WORK INSTRUCTIONS
The expected answer is a single number, namely how many lines in the data below hold the word "fence".

DATA EXCERPTS: Begin

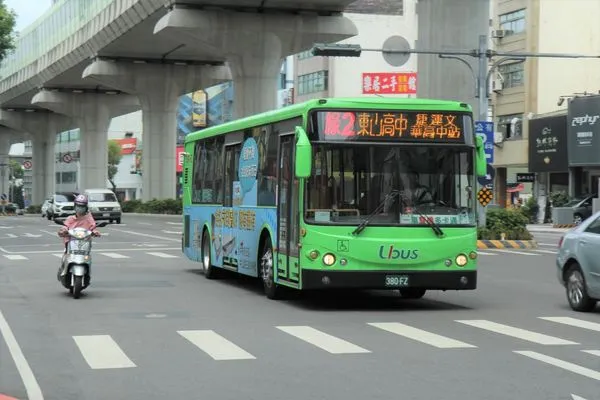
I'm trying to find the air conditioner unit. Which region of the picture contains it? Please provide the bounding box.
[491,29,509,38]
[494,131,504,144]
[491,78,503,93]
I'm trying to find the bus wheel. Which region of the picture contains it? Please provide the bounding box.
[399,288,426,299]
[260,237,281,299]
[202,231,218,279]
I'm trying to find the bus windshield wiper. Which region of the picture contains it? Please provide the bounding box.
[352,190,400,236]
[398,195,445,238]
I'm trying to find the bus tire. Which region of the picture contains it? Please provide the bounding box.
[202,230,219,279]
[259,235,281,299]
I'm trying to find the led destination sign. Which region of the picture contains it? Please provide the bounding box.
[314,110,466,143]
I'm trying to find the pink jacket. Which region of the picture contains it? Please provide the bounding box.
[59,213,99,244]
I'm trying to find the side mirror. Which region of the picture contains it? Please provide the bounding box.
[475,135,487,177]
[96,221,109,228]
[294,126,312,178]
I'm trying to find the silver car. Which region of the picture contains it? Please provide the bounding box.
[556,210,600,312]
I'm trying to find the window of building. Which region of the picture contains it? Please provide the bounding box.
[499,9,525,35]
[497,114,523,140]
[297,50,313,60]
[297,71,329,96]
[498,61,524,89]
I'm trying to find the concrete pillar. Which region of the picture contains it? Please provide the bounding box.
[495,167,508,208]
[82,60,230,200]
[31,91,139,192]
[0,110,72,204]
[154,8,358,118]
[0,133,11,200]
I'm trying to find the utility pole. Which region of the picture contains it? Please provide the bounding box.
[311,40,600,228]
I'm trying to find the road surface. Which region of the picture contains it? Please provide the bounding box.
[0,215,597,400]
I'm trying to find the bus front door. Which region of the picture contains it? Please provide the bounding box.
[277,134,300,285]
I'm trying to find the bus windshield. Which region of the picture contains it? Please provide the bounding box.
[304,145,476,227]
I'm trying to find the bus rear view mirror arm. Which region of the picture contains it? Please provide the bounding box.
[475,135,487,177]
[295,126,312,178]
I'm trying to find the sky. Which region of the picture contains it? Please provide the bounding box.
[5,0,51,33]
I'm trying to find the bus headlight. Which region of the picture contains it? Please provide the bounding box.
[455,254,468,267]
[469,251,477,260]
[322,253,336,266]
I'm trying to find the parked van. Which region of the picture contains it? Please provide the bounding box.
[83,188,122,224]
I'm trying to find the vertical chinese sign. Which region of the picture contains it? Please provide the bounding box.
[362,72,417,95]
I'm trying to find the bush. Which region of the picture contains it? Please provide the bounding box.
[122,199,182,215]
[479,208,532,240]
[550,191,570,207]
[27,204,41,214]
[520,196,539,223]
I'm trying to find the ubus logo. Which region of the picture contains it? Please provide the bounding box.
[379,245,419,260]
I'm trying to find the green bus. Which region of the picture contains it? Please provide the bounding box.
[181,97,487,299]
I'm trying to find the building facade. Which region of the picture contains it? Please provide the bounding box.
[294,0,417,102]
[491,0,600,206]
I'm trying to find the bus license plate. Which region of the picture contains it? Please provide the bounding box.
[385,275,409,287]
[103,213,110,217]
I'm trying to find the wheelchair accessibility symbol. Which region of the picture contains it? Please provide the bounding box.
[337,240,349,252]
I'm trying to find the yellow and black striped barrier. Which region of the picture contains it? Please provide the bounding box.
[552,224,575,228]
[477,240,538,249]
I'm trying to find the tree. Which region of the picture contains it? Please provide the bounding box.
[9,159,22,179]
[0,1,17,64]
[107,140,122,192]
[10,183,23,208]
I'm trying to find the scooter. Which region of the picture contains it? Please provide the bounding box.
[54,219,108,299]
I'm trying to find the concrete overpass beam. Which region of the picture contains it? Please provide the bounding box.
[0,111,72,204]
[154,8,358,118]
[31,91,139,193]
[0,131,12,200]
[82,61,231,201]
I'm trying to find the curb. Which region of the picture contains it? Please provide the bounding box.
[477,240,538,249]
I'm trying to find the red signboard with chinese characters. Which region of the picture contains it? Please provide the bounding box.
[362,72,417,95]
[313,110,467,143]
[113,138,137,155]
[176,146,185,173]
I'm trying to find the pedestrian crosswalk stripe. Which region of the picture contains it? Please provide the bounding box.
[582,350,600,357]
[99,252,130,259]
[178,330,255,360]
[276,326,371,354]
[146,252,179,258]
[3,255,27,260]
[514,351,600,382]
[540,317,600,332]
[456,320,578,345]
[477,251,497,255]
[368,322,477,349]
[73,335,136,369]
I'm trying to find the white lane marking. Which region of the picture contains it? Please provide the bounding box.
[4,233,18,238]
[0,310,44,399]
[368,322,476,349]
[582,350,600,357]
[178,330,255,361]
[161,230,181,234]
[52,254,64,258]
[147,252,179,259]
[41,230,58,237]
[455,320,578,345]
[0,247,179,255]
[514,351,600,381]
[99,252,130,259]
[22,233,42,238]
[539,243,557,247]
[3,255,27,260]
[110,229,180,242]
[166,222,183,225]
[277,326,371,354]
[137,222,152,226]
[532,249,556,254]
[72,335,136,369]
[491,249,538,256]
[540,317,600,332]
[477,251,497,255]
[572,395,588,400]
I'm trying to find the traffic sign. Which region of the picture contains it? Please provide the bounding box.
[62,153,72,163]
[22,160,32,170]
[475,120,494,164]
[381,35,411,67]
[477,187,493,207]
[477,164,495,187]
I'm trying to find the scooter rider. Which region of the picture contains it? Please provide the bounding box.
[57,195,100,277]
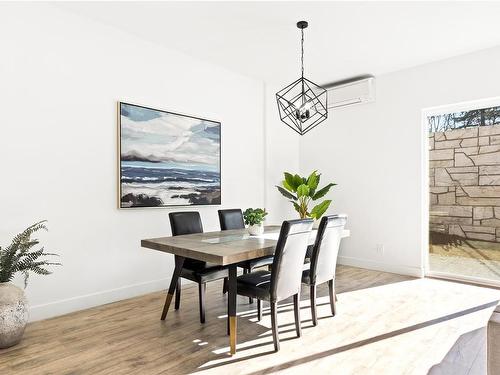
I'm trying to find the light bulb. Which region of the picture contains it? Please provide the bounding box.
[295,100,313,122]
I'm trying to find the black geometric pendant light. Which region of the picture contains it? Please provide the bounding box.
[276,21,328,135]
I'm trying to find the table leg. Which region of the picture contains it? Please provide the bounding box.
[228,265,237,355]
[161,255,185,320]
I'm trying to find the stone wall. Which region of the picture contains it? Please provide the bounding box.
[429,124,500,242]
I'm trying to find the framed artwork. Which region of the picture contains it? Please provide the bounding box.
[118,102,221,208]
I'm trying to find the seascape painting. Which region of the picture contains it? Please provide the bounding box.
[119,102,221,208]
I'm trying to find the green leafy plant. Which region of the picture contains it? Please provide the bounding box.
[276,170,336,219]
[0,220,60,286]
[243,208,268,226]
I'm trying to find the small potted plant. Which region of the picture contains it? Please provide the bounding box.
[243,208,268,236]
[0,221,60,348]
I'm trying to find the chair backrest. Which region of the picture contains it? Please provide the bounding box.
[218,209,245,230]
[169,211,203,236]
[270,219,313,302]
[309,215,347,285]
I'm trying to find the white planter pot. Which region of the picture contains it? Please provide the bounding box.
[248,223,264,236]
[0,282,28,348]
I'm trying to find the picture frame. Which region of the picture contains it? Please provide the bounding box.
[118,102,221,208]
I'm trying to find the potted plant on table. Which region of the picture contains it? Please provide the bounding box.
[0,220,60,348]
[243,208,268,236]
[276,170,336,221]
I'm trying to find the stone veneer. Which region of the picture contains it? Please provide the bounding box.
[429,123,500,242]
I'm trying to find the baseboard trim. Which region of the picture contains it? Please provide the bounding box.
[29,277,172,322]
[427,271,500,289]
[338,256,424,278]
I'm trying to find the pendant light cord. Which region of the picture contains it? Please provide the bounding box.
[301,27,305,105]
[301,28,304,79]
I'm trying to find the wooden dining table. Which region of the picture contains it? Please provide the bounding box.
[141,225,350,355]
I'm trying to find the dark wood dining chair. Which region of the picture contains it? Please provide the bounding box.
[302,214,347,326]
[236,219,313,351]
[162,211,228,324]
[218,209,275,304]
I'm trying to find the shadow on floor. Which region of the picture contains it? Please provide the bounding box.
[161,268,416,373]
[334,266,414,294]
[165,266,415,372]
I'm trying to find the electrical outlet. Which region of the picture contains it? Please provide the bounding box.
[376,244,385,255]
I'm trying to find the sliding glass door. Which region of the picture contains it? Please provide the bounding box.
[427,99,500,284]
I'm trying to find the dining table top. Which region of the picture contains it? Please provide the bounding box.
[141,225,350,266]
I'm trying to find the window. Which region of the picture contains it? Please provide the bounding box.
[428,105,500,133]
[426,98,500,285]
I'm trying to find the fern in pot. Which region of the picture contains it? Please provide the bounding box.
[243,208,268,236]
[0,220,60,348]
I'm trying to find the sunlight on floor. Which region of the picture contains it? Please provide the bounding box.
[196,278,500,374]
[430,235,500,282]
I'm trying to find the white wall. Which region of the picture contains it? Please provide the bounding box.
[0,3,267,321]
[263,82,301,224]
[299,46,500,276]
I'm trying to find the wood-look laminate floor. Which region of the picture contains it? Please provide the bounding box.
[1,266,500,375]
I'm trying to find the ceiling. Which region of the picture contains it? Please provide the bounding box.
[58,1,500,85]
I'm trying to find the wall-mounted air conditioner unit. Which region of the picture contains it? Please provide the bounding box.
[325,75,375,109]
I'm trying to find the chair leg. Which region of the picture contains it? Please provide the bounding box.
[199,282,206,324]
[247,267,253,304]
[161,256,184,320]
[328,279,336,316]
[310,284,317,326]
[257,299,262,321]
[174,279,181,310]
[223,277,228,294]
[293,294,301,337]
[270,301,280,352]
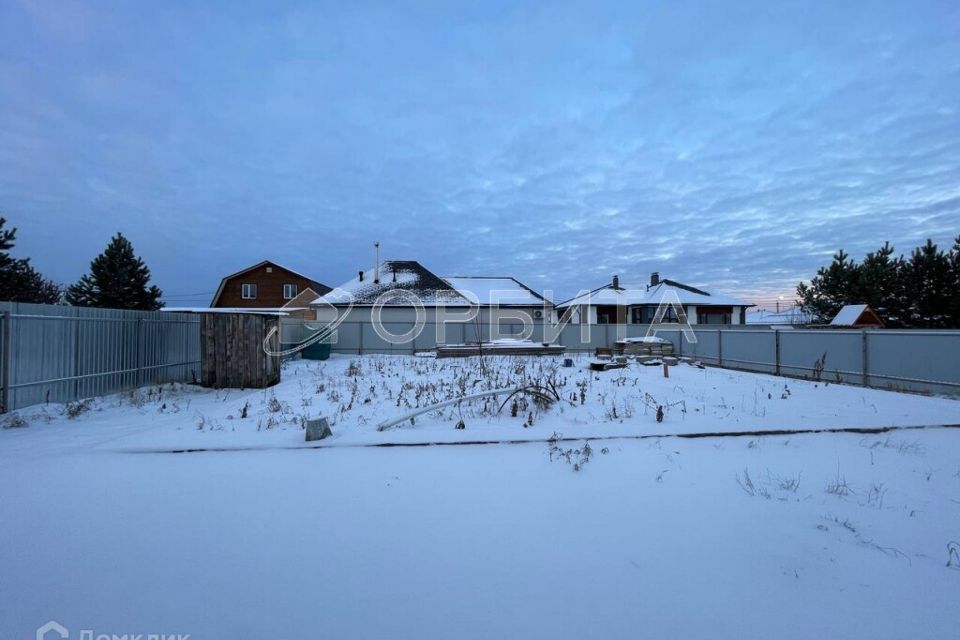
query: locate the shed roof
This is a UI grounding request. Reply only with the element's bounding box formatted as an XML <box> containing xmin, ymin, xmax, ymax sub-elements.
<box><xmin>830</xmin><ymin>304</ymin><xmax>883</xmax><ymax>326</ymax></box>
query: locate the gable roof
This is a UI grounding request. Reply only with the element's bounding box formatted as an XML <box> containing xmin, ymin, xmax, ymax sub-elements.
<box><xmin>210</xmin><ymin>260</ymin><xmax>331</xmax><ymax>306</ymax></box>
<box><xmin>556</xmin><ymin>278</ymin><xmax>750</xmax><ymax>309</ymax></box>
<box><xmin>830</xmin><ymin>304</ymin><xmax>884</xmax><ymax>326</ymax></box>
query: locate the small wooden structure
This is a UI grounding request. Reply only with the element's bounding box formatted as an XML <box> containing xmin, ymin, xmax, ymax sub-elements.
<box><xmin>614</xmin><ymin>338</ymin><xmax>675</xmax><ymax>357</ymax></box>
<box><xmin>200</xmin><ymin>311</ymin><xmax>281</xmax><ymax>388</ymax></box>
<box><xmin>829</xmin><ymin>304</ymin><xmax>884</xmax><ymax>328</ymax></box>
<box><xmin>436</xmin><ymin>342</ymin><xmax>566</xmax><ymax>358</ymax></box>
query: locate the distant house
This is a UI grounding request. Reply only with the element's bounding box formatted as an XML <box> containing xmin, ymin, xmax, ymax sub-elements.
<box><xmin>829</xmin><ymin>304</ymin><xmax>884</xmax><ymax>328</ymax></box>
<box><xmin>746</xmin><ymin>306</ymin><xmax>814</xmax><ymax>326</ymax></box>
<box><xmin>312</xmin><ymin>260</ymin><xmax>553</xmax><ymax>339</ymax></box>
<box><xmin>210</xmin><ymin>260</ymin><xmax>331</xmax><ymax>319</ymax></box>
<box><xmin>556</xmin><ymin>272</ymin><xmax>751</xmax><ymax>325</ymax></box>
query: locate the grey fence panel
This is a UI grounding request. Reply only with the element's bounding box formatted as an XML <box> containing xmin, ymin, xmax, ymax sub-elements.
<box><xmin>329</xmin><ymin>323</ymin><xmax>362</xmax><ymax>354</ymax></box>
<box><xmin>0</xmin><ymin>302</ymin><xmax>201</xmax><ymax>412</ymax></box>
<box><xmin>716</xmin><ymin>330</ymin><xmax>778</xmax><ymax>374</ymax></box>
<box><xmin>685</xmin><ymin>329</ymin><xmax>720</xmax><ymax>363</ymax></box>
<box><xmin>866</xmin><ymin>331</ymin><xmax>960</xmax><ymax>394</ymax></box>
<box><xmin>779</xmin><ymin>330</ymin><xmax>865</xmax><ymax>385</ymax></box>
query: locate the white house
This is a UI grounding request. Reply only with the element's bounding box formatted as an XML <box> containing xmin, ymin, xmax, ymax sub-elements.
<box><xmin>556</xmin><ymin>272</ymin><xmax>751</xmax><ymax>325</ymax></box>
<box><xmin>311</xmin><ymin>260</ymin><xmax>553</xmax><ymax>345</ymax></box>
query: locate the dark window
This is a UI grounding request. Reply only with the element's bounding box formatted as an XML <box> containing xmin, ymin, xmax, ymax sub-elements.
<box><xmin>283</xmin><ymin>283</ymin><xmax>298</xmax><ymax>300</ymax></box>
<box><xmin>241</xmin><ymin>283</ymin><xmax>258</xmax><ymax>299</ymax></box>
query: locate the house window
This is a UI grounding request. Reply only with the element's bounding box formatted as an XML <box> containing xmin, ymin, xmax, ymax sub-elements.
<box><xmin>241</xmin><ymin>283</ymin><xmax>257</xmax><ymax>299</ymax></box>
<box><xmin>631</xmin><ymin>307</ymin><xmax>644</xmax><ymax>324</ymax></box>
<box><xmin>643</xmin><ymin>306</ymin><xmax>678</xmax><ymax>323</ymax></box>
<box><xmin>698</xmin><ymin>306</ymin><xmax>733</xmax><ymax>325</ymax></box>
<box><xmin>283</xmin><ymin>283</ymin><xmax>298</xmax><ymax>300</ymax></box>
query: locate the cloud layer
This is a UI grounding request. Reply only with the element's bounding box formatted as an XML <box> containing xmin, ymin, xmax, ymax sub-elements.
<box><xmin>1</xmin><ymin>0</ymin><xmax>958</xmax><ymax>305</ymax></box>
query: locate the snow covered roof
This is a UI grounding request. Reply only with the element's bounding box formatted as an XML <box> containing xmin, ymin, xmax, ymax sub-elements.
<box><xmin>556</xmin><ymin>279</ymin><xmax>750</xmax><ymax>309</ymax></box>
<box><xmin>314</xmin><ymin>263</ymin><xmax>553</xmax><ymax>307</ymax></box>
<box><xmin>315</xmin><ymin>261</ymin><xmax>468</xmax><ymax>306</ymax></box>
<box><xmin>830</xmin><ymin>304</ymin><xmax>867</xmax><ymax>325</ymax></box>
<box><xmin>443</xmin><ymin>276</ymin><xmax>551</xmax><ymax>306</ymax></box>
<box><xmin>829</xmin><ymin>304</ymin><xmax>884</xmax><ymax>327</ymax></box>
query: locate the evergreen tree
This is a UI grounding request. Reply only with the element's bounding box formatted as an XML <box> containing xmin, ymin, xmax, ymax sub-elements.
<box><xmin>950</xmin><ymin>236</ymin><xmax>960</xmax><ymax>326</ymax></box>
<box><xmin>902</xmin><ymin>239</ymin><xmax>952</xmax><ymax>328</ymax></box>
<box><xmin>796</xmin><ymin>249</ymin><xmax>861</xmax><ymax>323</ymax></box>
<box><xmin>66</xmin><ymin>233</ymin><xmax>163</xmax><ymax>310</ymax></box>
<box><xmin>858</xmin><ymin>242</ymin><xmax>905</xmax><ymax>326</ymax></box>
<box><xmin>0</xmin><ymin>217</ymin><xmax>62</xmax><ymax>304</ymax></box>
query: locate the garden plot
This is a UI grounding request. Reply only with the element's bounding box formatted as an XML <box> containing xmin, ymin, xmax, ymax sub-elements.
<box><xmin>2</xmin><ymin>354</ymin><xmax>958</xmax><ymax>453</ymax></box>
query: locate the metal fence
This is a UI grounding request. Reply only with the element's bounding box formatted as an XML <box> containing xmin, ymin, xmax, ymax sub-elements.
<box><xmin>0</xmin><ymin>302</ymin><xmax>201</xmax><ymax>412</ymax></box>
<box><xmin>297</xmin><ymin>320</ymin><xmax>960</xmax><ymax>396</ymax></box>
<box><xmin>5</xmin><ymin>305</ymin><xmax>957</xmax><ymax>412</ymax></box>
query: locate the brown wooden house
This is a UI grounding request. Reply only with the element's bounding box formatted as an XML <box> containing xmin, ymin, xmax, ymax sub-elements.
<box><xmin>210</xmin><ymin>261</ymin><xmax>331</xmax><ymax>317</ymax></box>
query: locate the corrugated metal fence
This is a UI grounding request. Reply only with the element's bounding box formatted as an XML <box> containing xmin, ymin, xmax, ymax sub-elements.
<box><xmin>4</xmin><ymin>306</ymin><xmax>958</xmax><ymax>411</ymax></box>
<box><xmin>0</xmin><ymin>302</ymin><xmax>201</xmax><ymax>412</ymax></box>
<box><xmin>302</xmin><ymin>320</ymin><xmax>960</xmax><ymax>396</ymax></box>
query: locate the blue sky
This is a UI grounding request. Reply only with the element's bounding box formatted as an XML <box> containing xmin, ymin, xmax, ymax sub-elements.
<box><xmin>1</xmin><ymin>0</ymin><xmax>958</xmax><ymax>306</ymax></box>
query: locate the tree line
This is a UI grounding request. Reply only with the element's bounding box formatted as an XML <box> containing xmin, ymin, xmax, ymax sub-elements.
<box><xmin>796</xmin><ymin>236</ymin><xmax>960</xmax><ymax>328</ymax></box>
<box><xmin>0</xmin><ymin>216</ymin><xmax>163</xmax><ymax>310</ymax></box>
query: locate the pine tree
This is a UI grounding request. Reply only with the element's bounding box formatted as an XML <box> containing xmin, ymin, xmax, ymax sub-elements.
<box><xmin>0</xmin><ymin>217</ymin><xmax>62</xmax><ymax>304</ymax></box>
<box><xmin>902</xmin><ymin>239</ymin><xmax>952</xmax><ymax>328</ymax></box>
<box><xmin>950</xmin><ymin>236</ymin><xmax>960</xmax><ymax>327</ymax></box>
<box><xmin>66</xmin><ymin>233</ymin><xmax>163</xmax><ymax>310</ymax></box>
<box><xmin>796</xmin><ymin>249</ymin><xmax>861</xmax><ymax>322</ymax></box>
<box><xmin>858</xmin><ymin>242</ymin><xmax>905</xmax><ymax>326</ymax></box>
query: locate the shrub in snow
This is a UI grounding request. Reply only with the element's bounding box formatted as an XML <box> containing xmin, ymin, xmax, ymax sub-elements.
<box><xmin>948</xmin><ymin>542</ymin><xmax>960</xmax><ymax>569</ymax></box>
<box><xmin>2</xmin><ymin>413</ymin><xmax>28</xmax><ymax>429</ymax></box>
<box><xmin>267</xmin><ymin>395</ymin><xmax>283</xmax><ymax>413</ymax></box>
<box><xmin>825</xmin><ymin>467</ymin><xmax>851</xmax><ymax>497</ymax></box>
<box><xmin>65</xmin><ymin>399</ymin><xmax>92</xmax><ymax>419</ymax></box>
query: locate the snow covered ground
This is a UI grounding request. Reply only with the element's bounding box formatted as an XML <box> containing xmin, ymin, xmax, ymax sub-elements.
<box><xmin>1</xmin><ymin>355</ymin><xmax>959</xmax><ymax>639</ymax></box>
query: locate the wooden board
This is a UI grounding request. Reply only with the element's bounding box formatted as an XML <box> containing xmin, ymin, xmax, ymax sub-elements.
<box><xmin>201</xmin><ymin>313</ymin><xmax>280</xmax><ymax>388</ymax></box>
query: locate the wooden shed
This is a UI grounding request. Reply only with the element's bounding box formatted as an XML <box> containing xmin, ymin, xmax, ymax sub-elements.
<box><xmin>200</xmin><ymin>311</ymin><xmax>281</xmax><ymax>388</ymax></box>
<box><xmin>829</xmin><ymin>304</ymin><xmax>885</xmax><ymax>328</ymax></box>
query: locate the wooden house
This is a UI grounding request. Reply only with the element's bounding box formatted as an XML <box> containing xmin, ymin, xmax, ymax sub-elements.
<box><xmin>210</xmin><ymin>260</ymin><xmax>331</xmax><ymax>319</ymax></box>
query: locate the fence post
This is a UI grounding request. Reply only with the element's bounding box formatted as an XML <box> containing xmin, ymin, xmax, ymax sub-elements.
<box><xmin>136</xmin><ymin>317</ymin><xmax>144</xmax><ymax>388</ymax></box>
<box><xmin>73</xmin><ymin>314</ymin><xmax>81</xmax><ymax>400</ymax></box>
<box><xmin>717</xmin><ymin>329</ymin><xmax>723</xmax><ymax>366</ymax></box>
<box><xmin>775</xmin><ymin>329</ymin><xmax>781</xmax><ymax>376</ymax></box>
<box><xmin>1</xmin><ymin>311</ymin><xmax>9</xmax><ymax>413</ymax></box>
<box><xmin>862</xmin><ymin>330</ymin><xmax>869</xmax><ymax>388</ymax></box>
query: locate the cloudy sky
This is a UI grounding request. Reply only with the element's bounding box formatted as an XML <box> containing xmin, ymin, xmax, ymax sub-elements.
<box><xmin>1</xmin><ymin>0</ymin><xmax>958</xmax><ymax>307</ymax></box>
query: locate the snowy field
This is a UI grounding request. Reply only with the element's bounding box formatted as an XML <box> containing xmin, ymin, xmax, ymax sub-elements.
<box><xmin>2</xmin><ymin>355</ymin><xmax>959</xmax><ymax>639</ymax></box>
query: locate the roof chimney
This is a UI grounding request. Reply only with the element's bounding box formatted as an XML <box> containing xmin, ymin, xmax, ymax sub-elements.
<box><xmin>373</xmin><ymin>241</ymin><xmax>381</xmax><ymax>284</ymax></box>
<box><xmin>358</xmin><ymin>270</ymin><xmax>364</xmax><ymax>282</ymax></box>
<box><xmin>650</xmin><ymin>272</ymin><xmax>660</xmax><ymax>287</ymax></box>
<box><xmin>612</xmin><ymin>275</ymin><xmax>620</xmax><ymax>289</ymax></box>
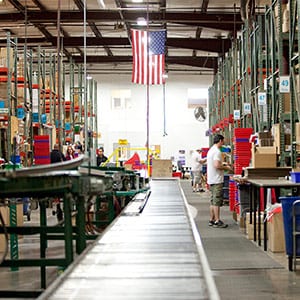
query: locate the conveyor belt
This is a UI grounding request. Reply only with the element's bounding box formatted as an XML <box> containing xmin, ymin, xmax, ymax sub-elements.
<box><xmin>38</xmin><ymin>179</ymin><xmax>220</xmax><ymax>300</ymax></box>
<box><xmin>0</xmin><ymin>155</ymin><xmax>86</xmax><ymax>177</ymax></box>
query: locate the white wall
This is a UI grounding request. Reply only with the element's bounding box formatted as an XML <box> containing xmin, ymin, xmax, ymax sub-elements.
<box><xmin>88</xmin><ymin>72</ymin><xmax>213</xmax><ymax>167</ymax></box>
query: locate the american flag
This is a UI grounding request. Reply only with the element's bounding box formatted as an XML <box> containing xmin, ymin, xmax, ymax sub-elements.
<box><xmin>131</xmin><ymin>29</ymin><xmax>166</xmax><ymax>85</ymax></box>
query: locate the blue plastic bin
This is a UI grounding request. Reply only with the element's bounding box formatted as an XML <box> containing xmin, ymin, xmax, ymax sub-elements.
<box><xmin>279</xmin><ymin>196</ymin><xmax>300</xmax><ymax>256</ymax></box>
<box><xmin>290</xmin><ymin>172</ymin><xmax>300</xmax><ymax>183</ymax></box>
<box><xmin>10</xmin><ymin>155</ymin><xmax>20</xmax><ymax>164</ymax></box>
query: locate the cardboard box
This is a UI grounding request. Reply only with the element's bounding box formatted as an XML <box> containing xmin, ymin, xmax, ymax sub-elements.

DATA EXCERPTS: End

ANSWER TO THE EXERCISE
4